TEXT SHOWN>
--- Begin ---

Item 5. Interest in Securities of the Issuer

    (a) As of the filing date of this Schedule 13D, the Reporting Persons share beneficial ownership of 1,886,792 shares of the Common Stock, which represents approximately 24.68% of the shares of Common Stock currently outstanding plus the 1,886,792 shares issuable upon conversion of the Note.

    (b) Assuming the conversion of the entire principal amount of the Note into Common Stock, the Reporting Persons have shared power to vote or direct the vote and dispose or direct the disposition of 1,886,792 shares of the Common Stock. The Tag-along Right described in Item 6 below could be deemed to cause the Reporting Persons to be a group with the Gabelli Entities (as defined in Item 6). However, the Reporting Persons disclaim the existence of such group and any beneficial ownership of the securities of the Issuer beneficially owned by the Gabelli Entities.

    (c) On August 14, 2001, Cascade purchased the Note, which is convertible into 1,886,792 shares of the Common Stock as of the filing date of this Schedule 13D.

    (d) All shares of Common Stock beneficially owned by Cascade may be deemed to be beneficially owned by William H. Gates III as the sole member of Cascade and Mr. Gates has the right to receive or the power to direct the receipt of dividends from, or the proceeds from the sale of, such shares.

    (e) Not applicable.


Item 6. Contracts, Arrangements, Understandings or Relationships with Respect to Securities of the Issuer

    Except as described in this Item 6, none of the Reporting Persons has any contracts, arrangements, understandings, or relationships (legal or otherwise) with respect to any securities of the Issuer.


Page 6 of 8 Pages

    Note Purchase Agreement.  Pursuant to the Note Purchase Agreement, dated as of August 10, 2001 (the "Note Purchase Agreement"), by and among Cascade, the Issuer, Mario J. Gabelli ("Gabelli"), Gabelli Group Capital Partners, Inc.("Gabelli Group"), Rye Holdings, Inc. ("Rye Holdings"), and Rye Capital Partners, Inc. (collectively with Gabelli, Gabelli Group and Rye Holdings, the "Gabelli Stockholders"), if any Gabelli Entity (as defined below) transfers, directly or indirectly, to any person, other than a Gabelli Entity, Common Stock representing 20% or more of the outstanding voting power, in one transaction or a series of related transactions, such Gabelli Entity must offer Cascade the opportunity to transfer up to (on a proportionate basis) all of its Common Stock on identical terms (the "Tag-along Right").

    A "Gabelli Entity" means Gabelli, the spouse or any child or grandchild of Gabelli, or any person in which Gabelli and/or one or more of such other individuals has a controlling interest or beneficially owns, directly or indirectly, (i) a majority of the number of outstanding shares of capital stock of such person and/or (ii) voting stock of such person which represents 50% or more of the total voting power of all the then outstanding shares of voting stock of such person, and shall also mean any testamentary, charitable or similar trust or foundation of which Gabelli and/or one or more of such other individuals is a grantor, beneficiary, trustee or person having similar management authority.

--- End ---

LISTING>
--- Begin ---

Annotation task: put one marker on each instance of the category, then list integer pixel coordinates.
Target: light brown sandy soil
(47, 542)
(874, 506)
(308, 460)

--- End ---
--- Begin ---

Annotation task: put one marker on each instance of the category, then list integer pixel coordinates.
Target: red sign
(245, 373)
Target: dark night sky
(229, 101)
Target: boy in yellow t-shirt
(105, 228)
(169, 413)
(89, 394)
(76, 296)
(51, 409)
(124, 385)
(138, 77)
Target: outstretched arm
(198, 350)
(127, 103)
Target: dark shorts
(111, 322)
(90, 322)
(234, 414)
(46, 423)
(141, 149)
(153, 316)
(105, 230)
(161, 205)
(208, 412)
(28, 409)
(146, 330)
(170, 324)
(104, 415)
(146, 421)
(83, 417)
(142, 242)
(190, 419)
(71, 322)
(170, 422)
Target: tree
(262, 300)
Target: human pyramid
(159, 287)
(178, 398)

--- End ---

THE TASK> Reproduce word for word the passage of the Schedule 13D excerpt starting with "(b) Assuming the conversion" and going on through "the Gabelli Entities.".

THE REPLY>
(b) Assuming the conversion of the entire principal amount of the Note into Common Stock, the Reporting Persons have shared power to vote or direct the vote and dispose or direct the disposition of 1,886,792 shares of the Common Stock. The Tag-along Right described in Item 6 below could be deemed to cause the Reporting Persons to be a group with the Gabelli Entities (as defined in Item 6). However, the Reporting Persons disclaim the existence of such group and any beneficial ownership of the securities of the Issuer beneficially owned by the Gabelli Entities.